------ INFORMATION GIVEN
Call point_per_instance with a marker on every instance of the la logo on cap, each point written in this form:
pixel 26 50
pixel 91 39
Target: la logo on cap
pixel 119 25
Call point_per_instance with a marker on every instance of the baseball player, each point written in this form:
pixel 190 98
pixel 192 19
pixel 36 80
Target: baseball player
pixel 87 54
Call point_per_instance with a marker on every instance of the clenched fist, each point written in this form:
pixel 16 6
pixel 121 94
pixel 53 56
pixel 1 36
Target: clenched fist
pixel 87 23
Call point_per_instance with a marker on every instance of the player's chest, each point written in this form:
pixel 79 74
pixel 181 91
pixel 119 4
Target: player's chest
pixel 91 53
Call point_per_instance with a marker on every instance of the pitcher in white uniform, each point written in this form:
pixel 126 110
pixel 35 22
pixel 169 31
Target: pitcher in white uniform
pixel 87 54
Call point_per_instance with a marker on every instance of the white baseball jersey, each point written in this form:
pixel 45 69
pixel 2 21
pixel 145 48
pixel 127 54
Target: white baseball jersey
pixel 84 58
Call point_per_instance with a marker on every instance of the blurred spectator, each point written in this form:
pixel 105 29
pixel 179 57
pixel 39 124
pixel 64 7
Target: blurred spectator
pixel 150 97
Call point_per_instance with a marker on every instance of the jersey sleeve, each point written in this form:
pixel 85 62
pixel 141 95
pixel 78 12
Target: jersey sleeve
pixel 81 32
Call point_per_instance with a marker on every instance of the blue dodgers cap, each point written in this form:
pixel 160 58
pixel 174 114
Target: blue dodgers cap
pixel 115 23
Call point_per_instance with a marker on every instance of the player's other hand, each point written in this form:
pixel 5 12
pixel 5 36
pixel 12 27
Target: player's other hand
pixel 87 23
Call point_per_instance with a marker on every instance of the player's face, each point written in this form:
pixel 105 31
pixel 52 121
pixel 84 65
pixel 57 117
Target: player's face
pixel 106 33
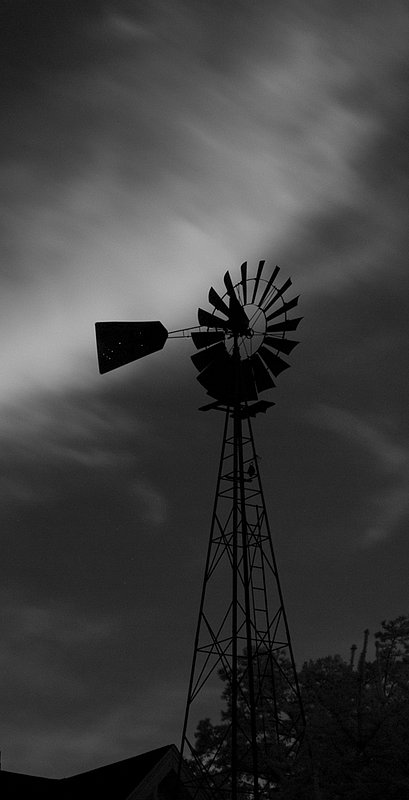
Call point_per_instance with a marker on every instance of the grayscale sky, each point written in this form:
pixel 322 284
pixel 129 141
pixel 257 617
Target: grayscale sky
pixel 148 146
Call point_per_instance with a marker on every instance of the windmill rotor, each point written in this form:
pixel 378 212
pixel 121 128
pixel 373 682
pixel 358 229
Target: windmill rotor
pixel 252 313
pixel 242 344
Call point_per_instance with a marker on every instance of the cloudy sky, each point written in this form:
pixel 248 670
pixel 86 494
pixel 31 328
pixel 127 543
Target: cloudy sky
pixel 148 146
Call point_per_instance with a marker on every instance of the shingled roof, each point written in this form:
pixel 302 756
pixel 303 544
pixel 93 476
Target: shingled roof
pixel 134 778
------------
OBJECTIVE ▸ Without including any picture, repeat the data exactly.

TASK RESULT ▸
Call point_per_instance with a marker on every instance of the la logo on cap, each point written in this form:
pixel 26 50
pixel 91 39
Target: la logo on cap
pixel 119 25
Call point_per_instance with a marker on every instance of the baseball player, each point written in this form:
pixel 190 98
pixel 192 19
pixel 36 80
Target: baseball player
pixel 87 54
Call point_per_instance with a marker on every instance of the clenched fist, each point written in this form:
pixel 16 6
pixel 121 94
pixel 53 56
pixel 1 36
Target: clenched fist
pixel 87 23
Call point_per_instance with a marker on every instance of the player's chest, each point written in this form:
pixel 79 74
pixel 181 91
pixel 119 4
Target: player's chest
pixel 91 53
Call point_per_instance with a marker on every instance of the pitcher in white uniform, each point written in this form:
pixel 126 110
pixel 35 22
pixel 169 31
Target: pitcher in white uniform
pixel 87 54
Call point_per_instance with a marker on every instance of the white baseball jersey, each point written in this form:
pixel 45 69
pixel 2 21
pixel 145 48
pixel 127 54
Target: white baseball jersey
pixel 84 58
Call point_per_instance with a marker on every instance of the blurred spectator, each point written in this form:
pixel 105 29
pixel 179 57
pixel 39 124
pixel 64 7
Target: blurred spectator
pixel 150 97
Call point_per_instance with a marker on every instance of the jersey sleeve, each point written in this form:
pixel 85 62
pixel 141 95
pixel 78 12
Target: jersey sleeve
pixel 81 32
Call point_per_instance with a marker on every instance of the blue dodgers cap, each point written in this form:
pixel 160 58
pixel 174 114
Target: blue dodgers cap
pixel 115 23
Call point_per_instance with a marker on every instance of the player's other hand, each point written in this form:
pixel 5 12
pixel 5 36
pixel 12 27
Target: player's other hand
pixel 87 23
Call point_per_instance with a marker on every instance of the player's face, each point written in this form:
pixel 105 31
pixel 52 121
pixel 84 65
pixel 57 117
Target: player's face
pixel 106 33
Call point_per_instance with a marker on every instance of the grayscale sky, each point written in this form:
pixel 322 284
pixel 129 141
pixel 257 617
Target: grayscale sky
pixel 148 146
Call point_per_instance with a marker on every instance of the windmill rotor, each point written in this form:
pixel 378 212
pixel 121 128
pixel 373 682
pixel 358 229
Target: windmill rotor
pixel 252 313
pixel 242 344
Call point_per_instance with a marker on every instance of the cloudy sky, each point written in this form:
pixel 248 670
pixel 86 494
pixel 31 328
pixel 127 543
Target: cloudy sky
pixel 148 146
Call point_per_instance with a marker on every instance of the shingled roof, each point written in this form:
pixel 302 756
pixel 303 544
pixel 93 476
Target: shingled roof
pixel 134 778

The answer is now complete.